Data records
########################################

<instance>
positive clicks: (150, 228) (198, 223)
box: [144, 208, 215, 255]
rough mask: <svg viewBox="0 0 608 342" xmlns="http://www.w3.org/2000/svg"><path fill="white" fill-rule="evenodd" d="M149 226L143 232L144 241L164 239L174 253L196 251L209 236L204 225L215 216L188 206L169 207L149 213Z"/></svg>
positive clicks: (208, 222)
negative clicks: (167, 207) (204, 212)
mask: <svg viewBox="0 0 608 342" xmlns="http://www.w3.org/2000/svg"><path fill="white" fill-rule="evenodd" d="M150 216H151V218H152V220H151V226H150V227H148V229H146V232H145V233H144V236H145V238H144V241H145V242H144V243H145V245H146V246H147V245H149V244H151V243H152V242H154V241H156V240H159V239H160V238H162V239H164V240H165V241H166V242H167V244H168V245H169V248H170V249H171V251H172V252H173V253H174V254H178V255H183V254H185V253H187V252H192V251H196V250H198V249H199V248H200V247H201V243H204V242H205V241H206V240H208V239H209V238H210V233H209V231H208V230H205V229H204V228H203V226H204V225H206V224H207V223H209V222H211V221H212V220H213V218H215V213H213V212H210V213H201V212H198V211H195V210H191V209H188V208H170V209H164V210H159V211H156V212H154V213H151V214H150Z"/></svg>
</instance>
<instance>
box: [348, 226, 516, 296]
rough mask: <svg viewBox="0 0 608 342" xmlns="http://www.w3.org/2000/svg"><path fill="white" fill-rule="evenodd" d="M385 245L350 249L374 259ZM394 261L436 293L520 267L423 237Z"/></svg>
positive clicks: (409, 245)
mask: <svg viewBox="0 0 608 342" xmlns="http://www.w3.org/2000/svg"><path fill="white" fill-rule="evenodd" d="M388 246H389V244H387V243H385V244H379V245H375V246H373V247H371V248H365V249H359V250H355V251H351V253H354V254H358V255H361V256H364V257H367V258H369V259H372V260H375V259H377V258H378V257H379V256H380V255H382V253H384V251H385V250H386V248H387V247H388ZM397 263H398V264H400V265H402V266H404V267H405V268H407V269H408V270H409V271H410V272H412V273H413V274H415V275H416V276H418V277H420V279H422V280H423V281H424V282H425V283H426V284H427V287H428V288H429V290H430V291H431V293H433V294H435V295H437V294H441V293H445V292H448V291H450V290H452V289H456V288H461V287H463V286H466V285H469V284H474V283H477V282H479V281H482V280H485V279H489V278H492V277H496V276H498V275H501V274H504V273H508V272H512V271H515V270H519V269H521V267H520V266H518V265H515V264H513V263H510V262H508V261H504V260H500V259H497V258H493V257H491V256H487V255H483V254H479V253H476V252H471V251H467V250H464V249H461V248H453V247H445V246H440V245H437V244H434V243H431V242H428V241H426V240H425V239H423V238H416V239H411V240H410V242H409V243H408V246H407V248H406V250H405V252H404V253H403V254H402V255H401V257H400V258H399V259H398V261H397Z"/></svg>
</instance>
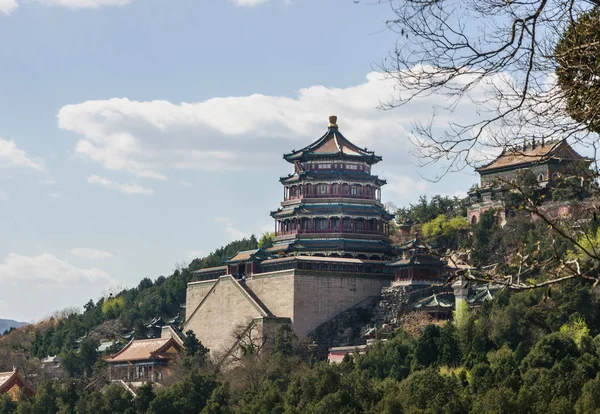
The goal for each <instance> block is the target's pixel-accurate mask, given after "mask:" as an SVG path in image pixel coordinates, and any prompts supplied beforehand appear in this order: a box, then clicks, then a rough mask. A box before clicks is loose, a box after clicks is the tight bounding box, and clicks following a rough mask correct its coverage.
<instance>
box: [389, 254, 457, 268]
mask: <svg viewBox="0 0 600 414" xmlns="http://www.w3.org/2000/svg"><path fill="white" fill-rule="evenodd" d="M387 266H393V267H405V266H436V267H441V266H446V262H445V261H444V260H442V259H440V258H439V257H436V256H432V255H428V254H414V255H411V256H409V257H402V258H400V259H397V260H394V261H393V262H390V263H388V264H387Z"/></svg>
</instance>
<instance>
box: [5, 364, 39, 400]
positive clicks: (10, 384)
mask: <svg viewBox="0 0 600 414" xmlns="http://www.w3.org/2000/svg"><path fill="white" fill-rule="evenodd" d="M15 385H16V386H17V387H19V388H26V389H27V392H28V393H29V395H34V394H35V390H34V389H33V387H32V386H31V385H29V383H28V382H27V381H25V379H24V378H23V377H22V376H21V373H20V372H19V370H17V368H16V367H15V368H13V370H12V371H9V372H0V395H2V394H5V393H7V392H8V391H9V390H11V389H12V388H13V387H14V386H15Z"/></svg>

########################################

■ Work to complete
Reproduce exactly the lines that run from the start of the records to the line with "positive clicks: (208, 222)", both included.

■ Solved problem
<instance>
positive clicks: (150, 228) (198, 223)
box: [144, 208, 215, 255]
rough mask: <svg viewBox="0 0 608 342" xmlns="http://www.w3.org/2000/svg"><path fill="white" fill-rule="evenodd" d="M149 226L143 232L144 241L164 239L174 253L196 251L209 236L204 225L215 216L188 206L169 207L149 213Z"/></svg>
positive clicks: (208, 222)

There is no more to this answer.